━━ MATERIAL FOR THIS TASK

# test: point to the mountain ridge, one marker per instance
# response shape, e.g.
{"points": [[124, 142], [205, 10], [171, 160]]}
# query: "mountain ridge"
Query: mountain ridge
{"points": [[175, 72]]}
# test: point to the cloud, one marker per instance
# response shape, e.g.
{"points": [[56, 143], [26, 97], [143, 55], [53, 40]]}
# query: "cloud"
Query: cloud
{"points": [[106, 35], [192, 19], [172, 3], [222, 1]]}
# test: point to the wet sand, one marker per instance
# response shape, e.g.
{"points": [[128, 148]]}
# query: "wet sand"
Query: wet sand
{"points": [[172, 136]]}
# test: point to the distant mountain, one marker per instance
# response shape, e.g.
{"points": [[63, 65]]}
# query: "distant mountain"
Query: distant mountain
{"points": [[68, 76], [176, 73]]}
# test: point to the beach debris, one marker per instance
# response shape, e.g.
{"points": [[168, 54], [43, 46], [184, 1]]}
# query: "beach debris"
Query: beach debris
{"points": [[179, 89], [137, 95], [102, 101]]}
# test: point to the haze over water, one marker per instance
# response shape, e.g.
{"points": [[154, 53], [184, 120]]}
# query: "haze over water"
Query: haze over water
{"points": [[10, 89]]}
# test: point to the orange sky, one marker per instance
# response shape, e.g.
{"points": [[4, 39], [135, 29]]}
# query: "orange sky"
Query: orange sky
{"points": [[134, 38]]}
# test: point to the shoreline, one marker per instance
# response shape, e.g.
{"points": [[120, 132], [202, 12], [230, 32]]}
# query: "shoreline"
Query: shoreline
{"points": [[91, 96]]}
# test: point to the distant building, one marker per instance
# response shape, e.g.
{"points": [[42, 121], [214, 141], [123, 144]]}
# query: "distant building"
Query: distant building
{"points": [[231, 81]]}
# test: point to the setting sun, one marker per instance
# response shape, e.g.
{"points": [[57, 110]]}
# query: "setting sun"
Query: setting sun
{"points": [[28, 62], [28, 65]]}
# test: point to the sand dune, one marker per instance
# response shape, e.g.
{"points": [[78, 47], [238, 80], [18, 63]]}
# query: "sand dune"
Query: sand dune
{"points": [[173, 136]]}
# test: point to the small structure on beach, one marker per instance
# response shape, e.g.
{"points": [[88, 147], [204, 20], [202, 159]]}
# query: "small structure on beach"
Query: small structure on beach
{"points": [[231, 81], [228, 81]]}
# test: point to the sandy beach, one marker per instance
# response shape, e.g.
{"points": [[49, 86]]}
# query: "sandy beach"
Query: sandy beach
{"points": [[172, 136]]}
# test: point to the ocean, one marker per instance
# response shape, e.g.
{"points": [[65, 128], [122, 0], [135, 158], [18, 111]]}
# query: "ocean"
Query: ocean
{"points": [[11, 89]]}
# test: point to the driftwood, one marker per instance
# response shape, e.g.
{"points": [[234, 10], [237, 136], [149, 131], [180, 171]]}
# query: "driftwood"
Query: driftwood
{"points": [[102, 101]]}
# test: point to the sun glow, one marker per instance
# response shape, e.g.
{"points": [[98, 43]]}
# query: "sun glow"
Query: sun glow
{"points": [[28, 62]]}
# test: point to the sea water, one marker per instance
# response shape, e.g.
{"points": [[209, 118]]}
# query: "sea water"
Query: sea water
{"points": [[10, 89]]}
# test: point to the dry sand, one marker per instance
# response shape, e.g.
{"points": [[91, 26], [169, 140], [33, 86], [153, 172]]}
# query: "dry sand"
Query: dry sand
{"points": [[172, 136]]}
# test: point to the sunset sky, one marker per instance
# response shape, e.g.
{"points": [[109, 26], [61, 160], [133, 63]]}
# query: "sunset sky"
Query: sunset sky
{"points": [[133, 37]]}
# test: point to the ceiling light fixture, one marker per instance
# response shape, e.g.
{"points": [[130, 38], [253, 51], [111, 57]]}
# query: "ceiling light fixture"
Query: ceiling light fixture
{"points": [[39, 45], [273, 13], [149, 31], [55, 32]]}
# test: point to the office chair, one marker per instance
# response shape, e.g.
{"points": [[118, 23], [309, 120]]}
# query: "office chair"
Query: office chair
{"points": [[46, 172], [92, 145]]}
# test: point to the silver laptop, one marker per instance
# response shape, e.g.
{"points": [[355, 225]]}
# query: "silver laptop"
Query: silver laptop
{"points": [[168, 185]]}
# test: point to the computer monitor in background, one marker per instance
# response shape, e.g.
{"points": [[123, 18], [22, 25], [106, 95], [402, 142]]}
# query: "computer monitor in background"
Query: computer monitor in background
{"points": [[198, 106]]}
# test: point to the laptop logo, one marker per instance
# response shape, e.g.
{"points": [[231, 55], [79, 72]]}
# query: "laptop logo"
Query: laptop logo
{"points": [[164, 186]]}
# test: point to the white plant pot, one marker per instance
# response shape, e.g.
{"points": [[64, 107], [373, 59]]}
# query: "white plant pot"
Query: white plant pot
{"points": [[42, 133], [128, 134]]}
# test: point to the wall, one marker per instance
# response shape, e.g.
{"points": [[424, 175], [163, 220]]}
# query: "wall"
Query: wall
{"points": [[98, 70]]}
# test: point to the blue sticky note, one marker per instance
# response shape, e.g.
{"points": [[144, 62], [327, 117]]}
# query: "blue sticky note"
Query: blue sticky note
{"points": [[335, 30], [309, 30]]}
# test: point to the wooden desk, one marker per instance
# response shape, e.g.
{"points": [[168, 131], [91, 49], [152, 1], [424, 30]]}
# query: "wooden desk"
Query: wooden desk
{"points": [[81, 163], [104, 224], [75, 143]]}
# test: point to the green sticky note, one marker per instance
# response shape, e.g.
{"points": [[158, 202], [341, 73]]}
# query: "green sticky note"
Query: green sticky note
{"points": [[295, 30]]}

━━━━

§ **PROMPT**
A verbatim repeat of all the entries above is the required answer.

§ **ANSWER SECTION**
# test: point to the mountain ridge, one marker per instance
# response shape, e.g.
{"points": [[124, 142], [205, 10], [171, 160]]}
# query: "mountain ridge"
Query: mountain ridge
{"points": [[175, 72]]}
# test: point to the cloud, one marker per instance
# response shape, e.g.
{"points": [[56, 143], [26, 97], [143, 55], [53, 40]]}
# query: "cloud"
Query: cloud
{"points": [[106, 35], [192, 19], [172, 3], [222, 1]]}
# test: point to the wet sand, one marker per instance
# response shape, e.g.
{"points": [[128, 148]]}
# query: "wet sand"
Query: wet sand
{"points": [[172, 136]]}
# test: point to the distant mountain, one marker per instance
# response shape, e.g.
{"points": [[63, 65]]}
# query: "distant mountain"
Query: distant mountain
{"points": [[68, 76], [176, 73]]}
# test: point to the beach debris, one marker per instance
# response shape, e.g.
{"points": [[168, 54], [43, 46], [184, 1]]}
# query: "beach debris"
Query: beach debris
{"points": [[179, 89], [137, 95], [102, 101]]}
# test: point to the haze over water, one marker per instance
# response shape, e.g.
{"points": [[154, 53], [184, 120]]}
# query: "haze over water"
Query: haze over water
{"points": [[10, 89]]}
# test: point to the orange sky, one marker per instance
# response shape, e.g.
{"points": [[4, 39], [135, 29]]}
# query: "orange sky"
Query: orange sky
{"points": [[134, 38]]}
# test: point to the shoreline, one marker per instance
# response shape, e.g.
{"points": [[120, 132], [202, 12], [230, 32]]}
# query: "shoreline"
Query: shoreline
{"points": [[91, 96]]}
# test: point to the distant building, one marker per instance
# response shape, e.g.
{"points": [[42, 121], [214, 141], [123, 144]]}
# query: "distant building"
Query: distant building
{"points": [[231, 81]]}
# test: point to the setting sun, one marker per instance
# response shape, e.g.
{"points": [[57, 110]]}
# query: "setting sun"
Query: setting sun
{"points": [[28, 62], [28, 65]]}
# test: point to the sand dune, one marker per instance
# response shape, e.g.
{"points": [[78, 47], [238, 80], [18, 63]]}
# query: "sand dune"
Query: sand dune
{"points": [[173, 136]]}
# test: point to the small structure on beach, one marker per instance
# response shape, e.g.
{"points": [[88, 147], [204, 20], [202, 159]]}
# query: "small structure on beach"
Query: small structure on beach
{"points": [[231, 81], [228, 81]]}
# test: point to the sandy beach, one marker per instance
# response shape, e.g.
{"points": [[49, 86]]}
# query: "sandy beach"
Query: sandy beach
{"points": [[172, 136]]}
# test: point to the ocean, one marker per instance
# response shape, e.g.
{"points": [[65, 128], [122, 0], [135, 158], [18, 111]]}
# query: "ocean"
Query: ocean
{"points": [[11, 89]]}
# test: point to the driftwood, one marker per instance
# response shape, e.g.
{"points": [[234, 10], [237, 136], [149, 131], [180, 171]]}
# query: "driftwood"
Query: driftwood
{"points": [[102, 101]]}
# test: point to the sun glow, one marker per instance
# response shape, e.g.
{"points": [[98, 43]]}
# query: "sun glow"
Query: sun glow
{"points": [[28, 62]]}
# test: point to the sea water, one marker per instance
# response shape, e.g.
{"points": [[209, 118]]}
# query: "sea water"
Query: sea water
{"points": [[10, 89]]}
# test: point to the dry sand, one marker per instance
# response shape, e.g.
{"points": [[91, 26], [169, 140], [33, 86], [153, 172]]}
# query: "dry sand"
Query: dry sand
{"points": [[172, 136]]}
# test: point to the sunset sky, one marker per instance
# response shape, e.g.
{"points": [[109, 26], [61, 160], [133, 63]]}
# query: "sunset sky"
Query: sunset sky
{"points": [[133, 37]]}
# test: point to the ceiling light fixture, one marker per instance
# response shape, e.g.
{"points": [[130, 38], [253, 51], [111, 57]]}
# query: "ceiling light fixture"
Query: ceiling light fixture
{"points": [[39, 45], [273, 13], [149, 31], [55, 32]]}
# test: point to the office chair, one marker per instance
# response shape, e.g.
{"points": [[118, 23], [309, 120]]}
# query: "office chair"
Query: office chair
{"points": [[46, 172], [92, 145]]}
# test: point to the silver laptop, one marker per instance
# response shape, e.g.
{"points": [[355, 225]]}
# query: "silver laptop"
Query: silver laptop
{"points": [[168, 185]]}
# test: point to the computer monitor in background, one marker per instance
# response shape, e.g.
{"points": [[123, 18], [22, 25], [106, 95], [402, 142]]}
# query: "computer monitor in background"
Query: computer monitor in background
{"points": [[198, 106]]}
# test: point to the laptop logo, one marker per instance
# response shape, e.g.
{"points": [[231, 55], [79, 72]]}
# query: "laptop logo"
Query: laptop logo
{"points": [[164, 186]]}
# test: point to the white plant pot, one marker per instance
# response shape, e.g.
{"points": [[64, 107], [373, 59]]}
# query: "white plant pot"
Query: white plant pot
{"points": [[42, 133], [128, 134]]}
# test: point to the wall, one marker per instance
# response shape, e.g.
{"points": [[424, 175], [163, 220]]}
# query: "wall"
Query: wall
{"points": [[98, 70]]}
# test: point to the blue sticky note, one marker per instance
# response shape, e.g.
{"points": [[144, 62], [327, 117]]}
# query: "blue sticky note"
Query: blue sticky note
{"points": [[335, 30], [309, 30]]}
# test: point to the wooden desk, one marker per instance
# response shape, e.g.
{"points": [[168, 131], [91, 49], [152, 1], [424, 30]]}
# query: "wooden desk"
Query: wooden desk
{"points": [[81, 163], [104, 224], [75, 143]]}
# test: point to the green sticky note, one marker per instance
# response shape, e.g.
{"points": [[158, 202], [341, 73]]}
# query: "green sticky note"
Query: green sticky note
{"points": [[295, 30]]}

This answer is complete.